• Excerpt to read:
────────────────────
# Total Internal Reflection

Technology and Art

# Functional Analysis Exercises 8 : Normed and Banach Spaces

Avishek Sen Gupta on 11 November 2021

This post lists solutions to the exercises in the Normed Space, Banach Space section 2.2 of Erwin Kreyszig’s Introductory Functional Analysis with Applications. This is a work in progress, and proofs may be refined over time.

### Notes

The requirements for a space to be a normed space are:

• (N1) Nonnegativity, i.e., $$\|x\| \geq 0, x \in X$$
• (N2) Zero norm implies zero vector and vice versa, i.e., $$\|x\|=0 \Leftrightarrow x=0, x \in X$$
• (N3) Linearity with respect to scalar multiplication, i.e., $$\|\alpha x\|=\vert \alpha \vert \|x\|, x \in X, \alpha \in \mathbb{R}$$
• (N4) Triangle Inequality, i.e., $$\|x+y\| \leq \|x\| + \|y\|, x,y \in X$$

#### 2.2.1 Show that the norm $$\|x\|$$ of x is the distance from x to 0.

Proof:

We have:

$\|x\|=\|x + \theta|=\|x + \theta + (-\theta)\|=\|x + (-\theta) + \theta\| \\ \|x\| \leq \|x+(-\theta)\| + \|\theta\|$

We also have:

$\|x+(-\theta)\| \leq \|x\| + \|-\theta\| \\ \|x+(-\theta)\| \leq \|x\| + |-1|\|\theta\| \\ \|x+(-\theta)\| \leq \|x\| + \|\theta\| = \|x\|$

Thus, $$\|x\| \leq \|x+(-\theta)\|$$ and $$\|x\| \geq \|x+(-\theta)\|$$. Thus, $$\|x\| = \|x+(-\theta)\|$$, which is the distance between $$x$$ and $$\theta$$.

$\blacksquare$

#### 2.2.2 Verify that the usual length of a vector in the plane or in three dimensional space has the properties (N1) to (N4) of a norm.

Proof:

(Easy to prove. TODO)

$\blacksquare$

#### 2.2.3 Prove (2).

Proof:

We wish to prove the Reverse Triangle Inequality, which is:

$|\|y\| - \|x\|| \leq \|y-x\|$

We have:

$\|x\|=\|x-y+y\| \leq \|x-y\| + \|y\| = \|y-x\| + \|y\| \\ \|x\| - \|y\| = \|y-x\| \\$

We also have:

$\|y\|=\|y-x+x\| \leq \|y-x\| + \|x\| \\ \|y\| - \|x\| \leq \|y-x\|$

Then, we get:

$|\|y\| - \|x\|| \leq \|y-x\|$ $\blacksquare$

#### 2.2.4 Show that we may replace (N2) by $$\|x\|=0 \Rightarrow x=0$$ without altering the concept of a norm. Show that nonnegativity of a norm also follows from (N3) and (N4).
────────────────────
• Given material:

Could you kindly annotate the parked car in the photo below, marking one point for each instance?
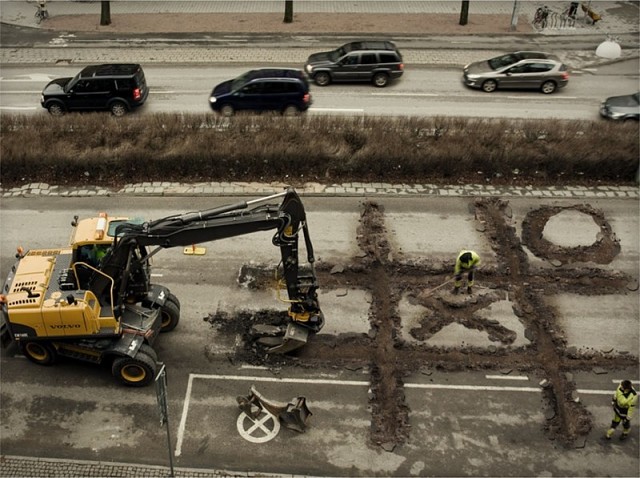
────────────────────
• What is needed:
Answer these about the functional analysis post:
(a) Which section of which book do the posted solutions cover?
(b) What name does the post give to property (N4)?
(c) What is written as the proof for exercise 2.2.2?

• Result of this task:
(a) Section 2.2, Normed Space, Banach Space, of Erwin Kreyszig's Introductory Functional Analysis with Applications.
(b) Triangle Inequality.
(c) "(Easy to prove. TODO)"